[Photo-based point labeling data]
*-*-*

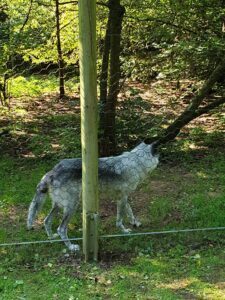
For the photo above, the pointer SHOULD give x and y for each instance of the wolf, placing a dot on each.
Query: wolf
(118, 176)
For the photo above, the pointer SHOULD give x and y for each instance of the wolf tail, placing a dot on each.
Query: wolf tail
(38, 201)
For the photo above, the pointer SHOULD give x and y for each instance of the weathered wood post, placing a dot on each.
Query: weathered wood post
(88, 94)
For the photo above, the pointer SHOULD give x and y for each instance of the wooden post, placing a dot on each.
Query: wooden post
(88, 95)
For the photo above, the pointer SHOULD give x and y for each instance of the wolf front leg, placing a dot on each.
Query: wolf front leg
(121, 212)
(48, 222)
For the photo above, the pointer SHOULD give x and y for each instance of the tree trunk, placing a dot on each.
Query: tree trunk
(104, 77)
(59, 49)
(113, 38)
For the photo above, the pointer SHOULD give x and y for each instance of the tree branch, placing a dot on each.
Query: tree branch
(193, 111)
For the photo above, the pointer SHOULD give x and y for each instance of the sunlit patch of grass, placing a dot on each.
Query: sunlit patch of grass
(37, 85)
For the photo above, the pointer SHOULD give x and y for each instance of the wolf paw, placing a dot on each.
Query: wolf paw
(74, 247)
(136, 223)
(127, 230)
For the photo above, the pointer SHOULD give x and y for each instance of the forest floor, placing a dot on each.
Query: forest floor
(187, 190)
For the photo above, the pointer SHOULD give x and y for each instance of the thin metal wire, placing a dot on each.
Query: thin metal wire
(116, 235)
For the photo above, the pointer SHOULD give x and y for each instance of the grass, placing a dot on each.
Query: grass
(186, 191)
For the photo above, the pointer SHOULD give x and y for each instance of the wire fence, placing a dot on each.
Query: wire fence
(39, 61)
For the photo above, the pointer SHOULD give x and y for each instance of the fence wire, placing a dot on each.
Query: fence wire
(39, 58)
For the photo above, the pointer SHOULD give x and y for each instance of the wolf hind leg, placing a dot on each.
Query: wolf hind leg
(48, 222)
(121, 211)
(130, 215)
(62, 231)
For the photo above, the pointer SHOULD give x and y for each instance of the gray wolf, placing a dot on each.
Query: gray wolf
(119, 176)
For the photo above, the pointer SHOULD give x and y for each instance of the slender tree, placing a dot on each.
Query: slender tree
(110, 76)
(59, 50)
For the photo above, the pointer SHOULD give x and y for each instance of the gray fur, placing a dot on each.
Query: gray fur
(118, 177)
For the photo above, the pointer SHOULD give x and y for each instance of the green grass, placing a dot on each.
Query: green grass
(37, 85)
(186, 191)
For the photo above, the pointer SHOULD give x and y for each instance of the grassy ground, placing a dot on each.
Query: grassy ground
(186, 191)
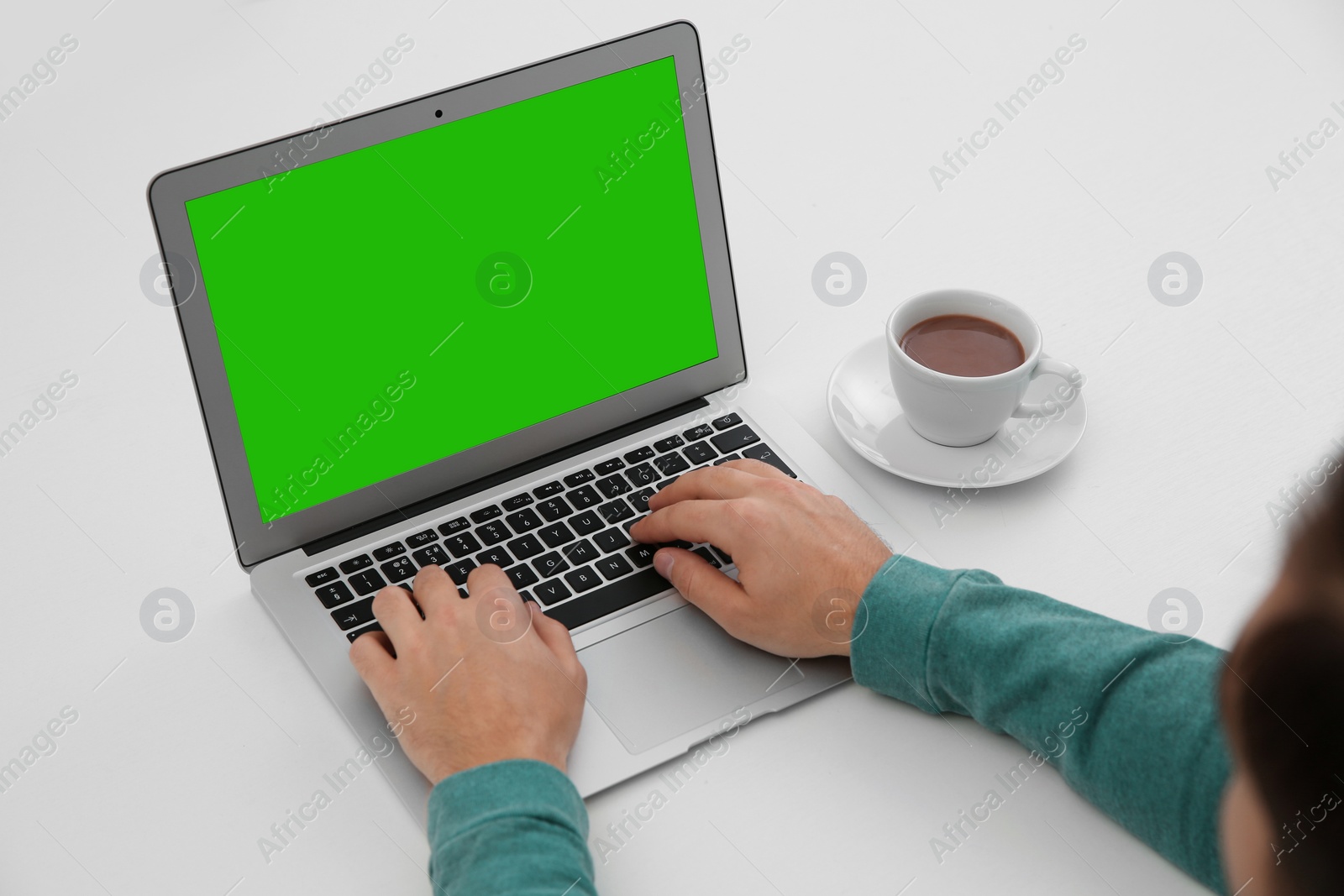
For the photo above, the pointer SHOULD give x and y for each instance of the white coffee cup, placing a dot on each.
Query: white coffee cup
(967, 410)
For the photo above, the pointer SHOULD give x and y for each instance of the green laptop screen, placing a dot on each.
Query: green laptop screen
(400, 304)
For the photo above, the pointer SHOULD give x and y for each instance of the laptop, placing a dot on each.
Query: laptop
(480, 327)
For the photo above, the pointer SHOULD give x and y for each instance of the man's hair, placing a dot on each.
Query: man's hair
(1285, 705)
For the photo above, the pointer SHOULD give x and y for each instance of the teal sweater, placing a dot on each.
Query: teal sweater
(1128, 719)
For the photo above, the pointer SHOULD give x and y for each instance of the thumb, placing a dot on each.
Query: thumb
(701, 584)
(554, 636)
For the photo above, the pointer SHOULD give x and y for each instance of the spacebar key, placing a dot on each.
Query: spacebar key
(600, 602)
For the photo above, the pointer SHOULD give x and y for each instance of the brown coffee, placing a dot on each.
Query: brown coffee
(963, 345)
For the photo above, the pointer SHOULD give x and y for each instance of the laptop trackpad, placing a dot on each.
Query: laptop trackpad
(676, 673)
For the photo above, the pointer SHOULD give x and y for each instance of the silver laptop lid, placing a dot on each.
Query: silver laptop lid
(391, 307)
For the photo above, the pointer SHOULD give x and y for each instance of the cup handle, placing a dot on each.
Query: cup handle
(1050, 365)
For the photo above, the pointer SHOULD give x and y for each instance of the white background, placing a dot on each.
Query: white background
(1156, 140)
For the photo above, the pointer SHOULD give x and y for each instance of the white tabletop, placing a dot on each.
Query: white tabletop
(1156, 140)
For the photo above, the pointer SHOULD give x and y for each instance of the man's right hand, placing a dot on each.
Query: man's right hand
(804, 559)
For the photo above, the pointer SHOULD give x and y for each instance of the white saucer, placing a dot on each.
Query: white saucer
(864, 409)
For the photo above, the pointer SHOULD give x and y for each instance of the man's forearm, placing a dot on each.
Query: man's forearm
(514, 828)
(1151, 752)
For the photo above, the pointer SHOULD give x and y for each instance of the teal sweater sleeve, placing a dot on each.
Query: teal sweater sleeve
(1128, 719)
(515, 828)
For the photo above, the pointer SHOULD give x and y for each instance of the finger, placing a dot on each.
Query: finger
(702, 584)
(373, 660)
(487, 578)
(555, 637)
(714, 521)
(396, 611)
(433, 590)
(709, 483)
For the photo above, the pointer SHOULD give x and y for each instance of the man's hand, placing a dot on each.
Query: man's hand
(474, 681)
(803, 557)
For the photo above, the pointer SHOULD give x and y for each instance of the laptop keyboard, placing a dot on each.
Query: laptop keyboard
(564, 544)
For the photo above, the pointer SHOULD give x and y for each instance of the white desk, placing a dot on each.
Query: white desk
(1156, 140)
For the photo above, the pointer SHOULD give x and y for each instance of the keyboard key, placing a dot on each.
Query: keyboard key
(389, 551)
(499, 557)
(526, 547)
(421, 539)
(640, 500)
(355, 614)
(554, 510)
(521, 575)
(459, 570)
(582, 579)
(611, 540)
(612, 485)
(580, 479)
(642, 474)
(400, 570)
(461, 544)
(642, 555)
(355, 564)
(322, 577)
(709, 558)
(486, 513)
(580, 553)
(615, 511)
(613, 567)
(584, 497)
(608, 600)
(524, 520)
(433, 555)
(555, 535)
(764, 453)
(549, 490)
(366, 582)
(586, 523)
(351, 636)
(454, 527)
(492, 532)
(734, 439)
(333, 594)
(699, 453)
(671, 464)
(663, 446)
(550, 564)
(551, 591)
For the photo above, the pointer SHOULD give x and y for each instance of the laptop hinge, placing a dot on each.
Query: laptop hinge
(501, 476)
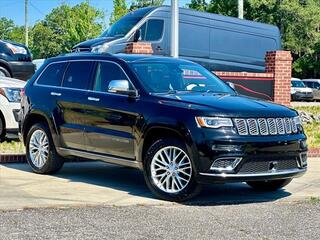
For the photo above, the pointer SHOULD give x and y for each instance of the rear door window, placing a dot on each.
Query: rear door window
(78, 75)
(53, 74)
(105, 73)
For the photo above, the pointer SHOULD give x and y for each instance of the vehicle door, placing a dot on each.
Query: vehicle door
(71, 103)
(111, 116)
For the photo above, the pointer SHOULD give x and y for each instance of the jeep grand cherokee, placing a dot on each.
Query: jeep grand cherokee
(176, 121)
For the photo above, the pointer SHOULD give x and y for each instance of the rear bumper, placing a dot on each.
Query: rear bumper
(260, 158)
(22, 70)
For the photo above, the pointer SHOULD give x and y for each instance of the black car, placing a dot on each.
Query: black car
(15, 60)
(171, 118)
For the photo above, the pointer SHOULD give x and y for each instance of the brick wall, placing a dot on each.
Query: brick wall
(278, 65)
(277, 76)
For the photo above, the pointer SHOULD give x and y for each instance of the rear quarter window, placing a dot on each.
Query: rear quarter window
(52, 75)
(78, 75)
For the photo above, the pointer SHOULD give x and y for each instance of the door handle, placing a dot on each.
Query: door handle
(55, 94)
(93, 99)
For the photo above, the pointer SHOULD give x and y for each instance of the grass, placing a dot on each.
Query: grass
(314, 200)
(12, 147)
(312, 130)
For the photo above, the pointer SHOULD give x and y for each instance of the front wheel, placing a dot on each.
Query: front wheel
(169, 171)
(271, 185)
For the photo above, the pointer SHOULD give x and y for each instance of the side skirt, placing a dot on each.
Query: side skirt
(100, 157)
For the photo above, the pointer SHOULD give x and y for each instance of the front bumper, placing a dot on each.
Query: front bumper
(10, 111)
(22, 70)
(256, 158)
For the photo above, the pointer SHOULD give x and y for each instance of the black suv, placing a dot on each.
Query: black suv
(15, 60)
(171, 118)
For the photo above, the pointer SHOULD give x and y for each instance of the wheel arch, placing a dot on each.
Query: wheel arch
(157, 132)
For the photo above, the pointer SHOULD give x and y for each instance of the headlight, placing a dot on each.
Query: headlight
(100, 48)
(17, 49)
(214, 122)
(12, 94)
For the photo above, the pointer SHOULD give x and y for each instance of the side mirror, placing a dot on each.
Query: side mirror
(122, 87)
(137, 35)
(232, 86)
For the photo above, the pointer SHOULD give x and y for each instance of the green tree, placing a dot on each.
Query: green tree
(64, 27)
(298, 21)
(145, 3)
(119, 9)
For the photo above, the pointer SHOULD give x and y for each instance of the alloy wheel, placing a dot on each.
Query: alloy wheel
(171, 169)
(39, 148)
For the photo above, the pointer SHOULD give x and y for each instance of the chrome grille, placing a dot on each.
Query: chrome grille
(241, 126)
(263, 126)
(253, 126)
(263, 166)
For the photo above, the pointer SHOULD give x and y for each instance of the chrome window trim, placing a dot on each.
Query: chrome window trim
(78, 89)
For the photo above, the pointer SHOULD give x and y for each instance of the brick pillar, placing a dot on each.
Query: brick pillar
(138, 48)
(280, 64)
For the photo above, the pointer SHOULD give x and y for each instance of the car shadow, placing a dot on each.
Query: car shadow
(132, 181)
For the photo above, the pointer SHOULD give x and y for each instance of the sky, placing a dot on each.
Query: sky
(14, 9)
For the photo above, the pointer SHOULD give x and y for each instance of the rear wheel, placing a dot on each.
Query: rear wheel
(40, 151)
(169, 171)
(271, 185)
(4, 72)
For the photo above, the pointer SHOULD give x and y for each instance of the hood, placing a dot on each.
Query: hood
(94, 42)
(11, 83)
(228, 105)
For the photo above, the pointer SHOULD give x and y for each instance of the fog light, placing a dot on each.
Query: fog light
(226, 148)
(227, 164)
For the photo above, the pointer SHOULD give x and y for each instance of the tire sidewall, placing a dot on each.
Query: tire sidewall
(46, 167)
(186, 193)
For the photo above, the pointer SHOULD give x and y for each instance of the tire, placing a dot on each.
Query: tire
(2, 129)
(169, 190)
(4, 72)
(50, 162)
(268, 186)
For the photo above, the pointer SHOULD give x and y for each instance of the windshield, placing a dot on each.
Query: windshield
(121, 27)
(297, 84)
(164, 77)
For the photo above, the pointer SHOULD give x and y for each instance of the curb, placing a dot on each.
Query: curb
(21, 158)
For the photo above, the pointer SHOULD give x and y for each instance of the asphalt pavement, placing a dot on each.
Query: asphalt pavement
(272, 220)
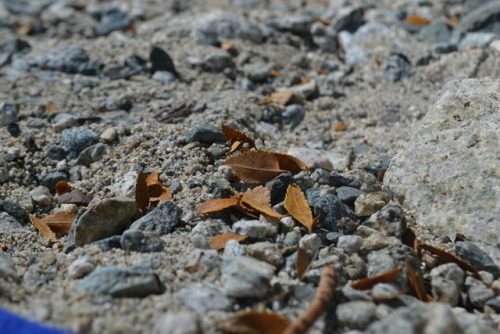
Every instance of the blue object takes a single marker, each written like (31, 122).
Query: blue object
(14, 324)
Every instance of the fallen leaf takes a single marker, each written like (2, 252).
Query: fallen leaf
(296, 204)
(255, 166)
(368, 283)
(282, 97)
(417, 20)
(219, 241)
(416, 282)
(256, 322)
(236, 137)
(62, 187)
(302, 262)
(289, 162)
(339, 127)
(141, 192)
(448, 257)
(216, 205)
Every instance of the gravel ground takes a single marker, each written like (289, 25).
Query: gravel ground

*-*-*

● Task instructions:
Could you output everything from the line containing "cup, placing a dot on each." down to the line containing "(1285, 705)", both included, copied word for word?

● Finished task:
For the photo above, the pointer SHOULD give x and y for each instance of the white coffee cup, placing a dot on each.
Query: white coffee cup
(967, 410)
For the photo above, the pointer SHOULD give x and y for each instance of the green laptop screen, placing a dot on each.
Query: green laptop screen
(400, 304)
For the photo above, the pointer SHOULD give x and y for each instance of the laptop, placing a dot on each.
Query: laptop
(480, 327)
For the photo above, the pointer SHOULD give x and y for each instance of the man's hair, placing a dot on each.
Query: man's hair
(1285, 705)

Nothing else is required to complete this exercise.